### Challenges
a: In the forum thread on aircraft nickname origins, reproduce word for word the passage from "IIRC The Spitfire" to "they would chose.".
b: In the forum thread on aircraft nickname origins, what name had Hawker wanted for the Hawker Fury?

======== Document section

# Aircraft Nickname Origins



## Njaco (Apr 2, 2010)

Just read a book about Boeing and it stated that the B-17 got its name when a reporter, upon seeing the prototype being rolled out for the first time, exclaimed; "thats a Flying Fortress!" So I'm wondering where other famous WWII aircraft got their names, like Mustang, Spitfire - we can even go for the German names like Moskito, Uhu, Storch, etc.


----------



## magnu (Apr 2, 2010)

IIRC The Spitfire was originally going to be named the Shrew, allegedly named after one of the teams daughters who was called a spitfire for her temperament R.J. Mitchell commented That's just the bloody silly sort of name they would chose.
The Storch (Stork) was named for its long legged landing gear. Uhu (Owl) Nighttime predator.


----------



## Trebor (Apr 2, 2010)

what of the ME-262 Schwalbe?


----------



## Waynos (Apr 2, 2010)

British names did not come about as nicknames, they were chosen by the Air Ministry from a list of suggestons mostly submitted by the manufacturers (Spitfire and Shrew both being on such a list). This also applies to many US types bought by the UK ie Lightning, Mustang, Dakota etc which did not have names until bought for the RAF. The Dakota, I think, also follows the British rule of naming bombers and transports after cities and towns, the last bomber to follow this rule being the Canberra and the first being the DH Amiens (I think)


----------



## Njaco (Apr 2, 2010)

Nicknames may have been a misnomer on my part. "Flying Fortress" was evenually patented by Boeing.


----------



## Waynos (Apr 2, 2010)

Ah right. You might have noticed a British predilection for alliterative names too, Hawker Hurricane, Supermarine Spitfire, Fairey Firefly etc, though sometimes the AM would overrule this. Hawker, for example, Had wanted the Hawker Fury to be called the Hornet but this name was only applied to the prototype.

With the Avro Lancaster and Manchester bombers you might note that Avro's Woodford factory is in Manchester, Lancashire. Most of these bombers were based in Lincolnshire throughout the war and then of course in 1945 we got the Avro Lincoln. There are many such links that are obscure without a bit of background.

Perhaps the laziest British name was the Blackburn Blackburn (which is at least a town as well as the surname of Robert Blackburn) but he did also do a Blackburn Blackburd, which isn't even a real word


----------



## zoomar (Apr 2, 2010)

Njaco said:


> Just read a book about Boeing and it stated that the B-17 got its name when a reporter, upon seeing the prototype being rolled out for the first time, exclaimed; "thats a Flying Fortress!" So I'm wondering where other famous WWII aircraft got their names, like Mustang, Spitfire - we can even go for the German names like Moskito, Uhu, Storch, etc.

================
======== Dataset excerpt

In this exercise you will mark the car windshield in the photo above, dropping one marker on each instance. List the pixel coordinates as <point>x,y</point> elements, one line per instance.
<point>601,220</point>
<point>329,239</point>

================

### Responses per task
a:
IIRC The Spitfire was originally going to be named the Shrew, allegedly named after one of the teams daughters who was called a spitfire for her temperament R.J. Mitchell commented That's just the bloody silly sort of name they would chose.

b: The Hornet, though that name was applied only to the prototype.